── INPUT DATA ──
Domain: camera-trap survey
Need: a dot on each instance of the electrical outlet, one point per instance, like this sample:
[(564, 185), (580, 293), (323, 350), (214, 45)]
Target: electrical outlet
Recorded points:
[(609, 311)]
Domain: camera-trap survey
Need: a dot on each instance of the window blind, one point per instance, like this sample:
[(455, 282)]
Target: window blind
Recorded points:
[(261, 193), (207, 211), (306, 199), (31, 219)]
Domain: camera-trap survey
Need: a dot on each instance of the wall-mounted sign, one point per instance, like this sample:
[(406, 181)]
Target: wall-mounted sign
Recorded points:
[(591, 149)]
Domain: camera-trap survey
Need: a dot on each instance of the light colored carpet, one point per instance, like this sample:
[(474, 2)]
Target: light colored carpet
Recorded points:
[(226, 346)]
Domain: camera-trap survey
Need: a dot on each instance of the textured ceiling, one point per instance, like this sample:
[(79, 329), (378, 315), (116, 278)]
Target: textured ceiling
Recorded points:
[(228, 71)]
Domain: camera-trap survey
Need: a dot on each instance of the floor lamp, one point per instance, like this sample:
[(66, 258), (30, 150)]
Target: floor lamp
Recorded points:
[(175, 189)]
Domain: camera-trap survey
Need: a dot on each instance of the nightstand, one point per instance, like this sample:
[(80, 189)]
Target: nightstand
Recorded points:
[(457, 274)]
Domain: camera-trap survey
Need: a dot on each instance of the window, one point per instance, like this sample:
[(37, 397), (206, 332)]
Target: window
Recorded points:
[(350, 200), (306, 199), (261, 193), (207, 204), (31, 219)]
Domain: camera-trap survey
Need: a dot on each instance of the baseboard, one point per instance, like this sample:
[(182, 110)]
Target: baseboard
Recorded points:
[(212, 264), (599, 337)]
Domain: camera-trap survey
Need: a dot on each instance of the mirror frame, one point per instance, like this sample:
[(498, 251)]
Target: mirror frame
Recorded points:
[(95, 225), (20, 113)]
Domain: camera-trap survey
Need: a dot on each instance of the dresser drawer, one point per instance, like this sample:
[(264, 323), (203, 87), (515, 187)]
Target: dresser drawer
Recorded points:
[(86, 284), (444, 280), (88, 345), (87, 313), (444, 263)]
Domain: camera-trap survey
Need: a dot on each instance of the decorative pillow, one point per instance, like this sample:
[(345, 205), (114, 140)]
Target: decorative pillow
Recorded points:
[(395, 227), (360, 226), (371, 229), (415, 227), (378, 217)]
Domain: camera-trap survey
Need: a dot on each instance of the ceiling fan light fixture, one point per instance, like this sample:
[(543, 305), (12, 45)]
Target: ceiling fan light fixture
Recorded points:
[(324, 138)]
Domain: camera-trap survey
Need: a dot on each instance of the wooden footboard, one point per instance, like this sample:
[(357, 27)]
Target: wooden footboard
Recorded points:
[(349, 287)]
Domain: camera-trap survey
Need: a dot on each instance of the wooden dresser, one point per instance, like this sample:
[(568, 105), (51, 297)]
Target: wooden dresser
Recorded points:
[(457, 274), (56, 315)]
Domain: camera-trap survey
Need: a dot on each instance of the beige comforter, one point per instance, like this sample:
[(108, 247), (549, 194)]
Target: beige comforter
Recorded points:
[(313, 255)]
───
WHAT YOU SHOULD DO — The answer is each line from the entries above in which the word "window" occurs.

YOUR SOLUTION —
Need: a dot on each instance of the window blind, one point per instance, like this sample:
Target: window blind
Need: a dot on each instance of the window, one point per instance, like this sample:
Target: window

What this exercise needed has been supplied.